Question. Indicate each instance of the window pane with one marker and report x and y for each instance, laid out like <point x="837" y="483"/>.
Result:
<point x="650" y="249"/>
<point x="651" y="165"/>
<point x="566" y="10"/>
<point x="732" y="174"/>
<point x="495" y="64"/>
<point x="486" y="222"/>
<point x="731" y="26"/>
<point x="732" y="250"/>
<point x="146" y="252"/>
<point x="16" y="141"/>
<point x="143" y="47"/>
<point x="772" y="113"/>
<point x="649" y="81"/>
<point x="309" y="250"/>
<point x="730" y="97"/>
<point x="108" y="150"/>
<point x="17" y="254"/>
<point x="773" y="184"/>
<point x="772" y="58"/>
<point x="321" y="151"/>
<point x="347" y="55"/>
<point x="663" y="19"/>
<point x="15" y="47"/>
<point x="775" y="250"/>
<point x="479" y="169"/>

:: Votre tâche ::
Pouvez-vous recopier toutes les lignes ci-dessus, demandes comprises, en augmentant de 56 chaque coordonnée x et y des réponses ? Les demandes et leur exemple de format restent inchangés.

:: En réponse ::
Question. Indicate each instance of the window pane with one marker and report x and y for each instance, laid out like <point x="837" y="483"/>.
Result:
<point x="706" y="305"/>
<point x="707" y="221"/>
<point x="622" y="66"/>
<point x="788" y="230"/>
<point x="551" y="120"/>
<point x="542" y="278"/>
<point x="787" y="82"/>
<point x="788" y="306"/>
<point x="202" y="308"/>
<point x="72" y="197"/>
<point x="199" y="103"/>
<point x="828" y="169"/>
<point x="705" y="137"/>
<point x="365" y="306"/>
<point x="786" y="153"/>
<point x="164" y="206"/>
<point x="73" y="310"/>
<point x="829" y="240"/>
<point x="828" y="114"/>
<point x="377" y="207"/>
<point x="403" y="111"/>
<point x="719" y="75"/>
<point x="71" y="103"/>
<point x="831" y="306"/>
<point x="535" y="225"/>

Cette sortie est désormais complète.